WORK INSTRUCTIONS :: Print all the data, keeping every line exactly as it is.

begin RECORDS TO PROCESS

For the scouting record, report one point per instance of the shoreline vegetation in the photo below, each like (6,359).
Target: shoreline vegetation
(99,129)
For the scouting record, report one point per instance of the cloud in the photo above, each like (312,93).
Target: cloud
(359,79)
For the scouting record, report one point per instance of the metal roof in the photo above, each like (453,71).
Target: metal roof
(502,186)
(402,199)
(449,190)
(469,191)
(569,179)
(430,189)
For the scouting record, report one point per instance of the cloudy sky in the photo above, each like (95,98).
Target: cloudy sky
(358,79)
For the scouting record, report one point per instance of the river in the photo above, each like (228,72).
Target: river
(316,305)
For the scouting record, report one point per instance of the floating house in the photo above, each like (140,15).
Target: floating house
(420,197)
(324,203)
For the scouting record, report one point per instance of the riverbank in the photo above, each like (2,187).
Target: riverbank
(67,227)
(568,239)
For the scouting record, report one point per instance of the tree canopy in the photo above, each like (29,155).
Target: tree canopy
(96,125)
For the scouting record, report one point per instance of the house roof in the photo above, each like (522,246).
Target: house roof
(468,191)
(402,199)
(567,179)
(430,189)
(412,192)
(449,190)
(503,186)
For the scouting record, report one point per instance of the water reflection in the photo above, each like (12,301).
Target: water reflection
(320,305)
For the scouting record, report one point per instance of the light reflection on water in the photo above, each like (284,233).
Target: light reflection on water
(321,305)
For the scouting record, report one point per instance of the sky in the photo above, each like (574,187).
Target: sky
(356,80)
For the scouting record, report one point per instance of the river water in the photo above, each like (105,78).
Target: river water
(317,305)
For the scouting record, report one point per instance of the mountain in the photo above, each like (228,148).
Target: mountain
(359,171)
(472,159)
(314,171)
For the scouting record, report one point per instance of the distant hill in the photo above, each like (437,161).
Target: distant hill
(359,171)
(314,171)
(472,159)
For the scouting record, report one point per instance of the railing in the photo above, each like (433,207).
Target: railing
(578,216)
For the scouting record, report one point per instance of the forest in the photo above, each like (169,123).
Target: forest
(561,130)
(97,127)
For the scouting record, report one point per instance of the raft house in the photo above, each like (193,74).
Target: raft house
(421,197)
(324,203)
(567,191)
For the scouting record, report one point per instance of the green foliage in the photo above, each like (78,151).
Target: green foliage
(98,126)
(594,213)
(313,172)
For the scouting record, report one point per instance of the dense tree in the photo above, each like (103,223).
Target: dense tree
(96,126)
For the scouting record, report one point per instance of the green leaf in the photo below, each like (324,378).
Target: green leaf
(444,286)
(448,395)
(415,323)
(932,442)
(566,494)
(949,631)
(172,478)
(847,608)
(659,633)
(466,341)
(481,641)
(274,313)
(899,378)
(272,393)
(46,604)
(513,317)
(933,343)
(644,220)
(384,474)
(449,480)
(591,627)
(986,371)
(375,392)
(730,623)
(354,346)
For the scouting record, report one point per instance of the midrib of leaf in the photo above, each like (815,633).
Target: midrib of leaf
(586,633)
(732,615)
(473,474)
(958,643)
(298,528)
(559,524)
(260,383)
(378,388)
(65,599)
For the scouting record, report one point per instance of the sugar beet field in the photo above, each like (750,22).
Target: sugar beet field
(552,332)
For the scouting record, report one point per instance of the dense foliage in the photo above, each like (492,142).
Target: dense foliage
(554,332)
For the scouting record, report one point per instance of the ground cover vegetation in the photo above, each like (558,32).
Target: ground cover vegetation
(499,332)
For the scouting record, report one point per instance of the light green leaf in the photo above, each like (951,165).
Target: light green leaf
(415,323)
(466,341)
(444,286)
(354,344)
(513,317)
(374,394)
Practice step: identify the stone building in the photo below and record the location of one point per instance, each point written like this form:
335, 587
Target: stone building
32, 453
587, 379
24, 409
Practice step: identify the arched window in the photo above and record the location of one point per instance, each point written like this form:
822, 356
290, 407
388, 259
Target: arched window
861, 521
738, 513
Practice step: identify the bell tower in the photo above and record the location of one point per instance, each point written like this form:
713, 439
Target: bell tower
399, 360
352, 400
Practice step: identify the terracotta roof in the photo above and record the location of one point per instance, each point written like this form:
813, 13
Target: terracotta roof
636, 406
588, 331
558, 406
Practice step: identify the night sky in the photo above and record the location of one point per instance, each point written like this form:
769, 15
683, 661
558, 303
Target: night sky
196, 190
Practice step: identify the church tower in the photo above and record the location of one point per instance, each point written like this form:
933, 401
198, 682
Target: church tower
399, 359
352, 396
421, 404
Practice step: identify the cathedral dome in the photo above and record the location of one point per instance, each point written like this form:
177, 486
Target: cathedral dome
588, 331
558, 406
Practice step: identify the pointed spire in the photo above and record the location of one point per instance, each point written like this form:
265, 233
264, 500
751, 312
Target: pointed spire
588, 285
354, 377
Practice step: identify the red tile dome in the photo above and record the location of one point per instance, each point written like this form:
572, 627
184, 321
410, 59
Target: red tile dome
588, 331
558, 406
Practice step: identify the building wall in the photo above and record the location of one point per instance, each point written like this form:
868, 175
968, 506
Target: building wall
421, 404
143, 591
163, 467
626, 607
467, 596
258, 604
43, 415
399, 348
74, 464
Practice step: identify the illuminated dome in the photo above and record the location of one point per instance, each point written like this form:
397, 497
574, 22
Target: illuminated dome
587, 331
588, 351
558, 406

end RECORDS TO PROCESS

TASK SOLUTION ::
For the scouting record, report one point per instance of the shoreline vegetation in the photo below, each like (6,359).
Target: shoreline vegetation
(99,129)
For the scouting record, report one point per instance of the cloud in the photo above, each like (312,93).
Target: cloud
(359,79)
For the scouting record, report one point per instance of the metal roof in the photo above, each like (453,71).
Target: metal roof
(502,186)
(402,199)
(449,190)
(469,191)
(569,179)
(430,189)
For the scouting record, report one point per instance of the cloudy sky in the photo above, each like (95,98).
Target: cloudy sky
(358,79)
For the scouting record, report one point per instance of the river in the photo above, each like (228,72).
Target: river
(316,305)
For the scouting record, report one point per instance of the floating house in the photo above, each like (140,15).
Target: floating house
(420,197)
(324,203)
For the scouting record, report one point per instance of the riverbank in the photo above, each like (2,187).
Target: riverbank
(67,227)
(568,239)
For the scouting record, report one point per instance of the tree canopy in the photo above, each like (29,155).
Target: tree canopy
(96,125)
For the scouting record, report one point per instance of the house roof in the photo above, each like (522,246).
Target: house roof
(468,191)
(402,199)
(567,179)
(430,189)
(412,192)
(449,190)
(503,186)
For the scouting record, report one point per instance of the water reflection in the photo above, each like (12,301).
Target: water reflection
(320,305)
For the scouting record, report one point per instance of the light reflection on water in the photo above, each like (284,233).
Target: light reflection on water
(321,305)
For the scouting record, report one point per instance of the sky in the photo above, each like (574,187).
Target: sky
(356,80)
For the scouting record, report one point per instance of the river water in the photo above, each like (105,78).
Target: river water
(317,305)
For the scouting record, report one point per instance of the mountain in the photo above, each like (228,148).
Target: mountain
(359,171)
(472,159)
(314,171)
For the scouting record, report one point per instance of the distant hill in the photo above, each like (437,161).
Target: distant hill
(359,171)
(314,171)
(472,159)
For the scouting record, report one point per instance of the railing in the photo above, each like (433,207).
Target: railing
(578,216)
For the scouting record, report one point per instance of the forest in the photo above, each like (169,123).
Target: forest
(561,130)
(97,127)
For the scouting record, report one point per instance of the raft house in the photo above, each like (193,74).
Target: raft house
(421,197)
(324,203)
(567,191)
For the scouting record, report one point per instance of the green foliage in the photo above, each like (78,151).
Target: green foliage
(98,126)
(594,213)
(313,172)
For the scouting record, report one point per instance of the dense tree in the photo above, each like (103,223).
Target: dense tree
(96,126)
For the scouting record, report one point per instance of the green leaf in the photo below, each like (324,378).
Target: green leaf
(444,286)
(448,395)
(415,323)
(932,442)
(566,494)
(949,631)
(172,478)
(847,608)
(659,633)
(466,341)
(481,641)
(274,313)
(899,378)
(272,393)
(46,604)
(513,317)
(933,343)
(644,220)
(384,474)
(449,480)
(591,627)
(986,371)
(375,392)
(730,623)
(354,346)
For the scouting record, report one point per instance of the midrib of leaf in the photo above, each like (815,633).
Target: midrib of leaf
(586,633)
(732,615)
(473,474)
(958,643)
(298,528)
(559,524)
(260,383)
(378,388)
(65,599)
For the scouting record, report one point per instance of the sugar beet field in the photo above, each like (750,22).
Target: sugar beet field
(552,332)
For the scouting record, report one point per instance of the dense foliage in the photo above, each like (492,142).
Target: dense foliage
(554,332)
For the scouting record, report one point per instance of the ground cover vegetation in the photo above, each like (558,32).
Target: ground cover vegetation
(499,332)
For the scouting record, report one point per instance of the light green leaf in the photo above, each like (951,165).
Target: light green leaf
(415,323)
(466,341)
(444,286)
(354,344)
(513,317)
(374,394)
Practice step: identify the stone building in the photo below and record the location of one point per instance, each point written like this form:
335, 587
Target: stone building
32, 453
587, 379
24, 409
Practice step: identify the arched window in the photo above and record the location of one point per instance, each point written like this form:
822, 356
290, 407
388, 259
Target: arched window
861, 521
738, 513
Practice step: identify the bell tower in the photo above and record the location of one point per instance, each point written like this form:
713, 439
Target: bell tower
399, 360
352, 400
Practice step: identify the terracotta roof in the photo above and record the location of one point per instance, each point written like this form:
813, 13
Target: terracotta roof
636, 406
588, 331
558, 406
Practice step: identify the night sky in the photo above and record the location of one point per instance, each point written like this form:
769, 15
683, 661
558, 303
Target: night sky
196, 190
Practice step: identify the church tower in the photo above and record the location of one point per instance, each point written like this form:
933, 401
198, 682
Target: church tower
399, 359
352, 396
421, 404
Practice step: identify the cathedral dome in the photo above and record the location of one point per instance, each point written like this form:
177, 486
Target: cathedral dome
588, 331
558, 406
Practice step: identify the pointed spire in the photo above and record the location of one point per instance, each point written like this form:
265, 233
264, 500
751, 312
Target: pointed spire
588, 285
354, 377
Practice step: identify the red tile dome in the photo above and record the location of one point per instance, each point written like this form:
572, 627
184, 321
410, 59
Target: red tile dome
588, 331
558, 406
Practice step: identify the building wall in the photo above and record the location of one point per instance, each point written like this form:
868, 175
968, 506
Target: building wall
421, 404
143, 591
163, 467
626, 607
467, 596
258, 604
43, 415
399, 348
74, 464
Practice step: identify the illuminated dome in the photo above and record the location of one point per instance, each point written like this form:
397, 497
574, 22
Target: illuminated dome
587, 331
588, 351
558, 406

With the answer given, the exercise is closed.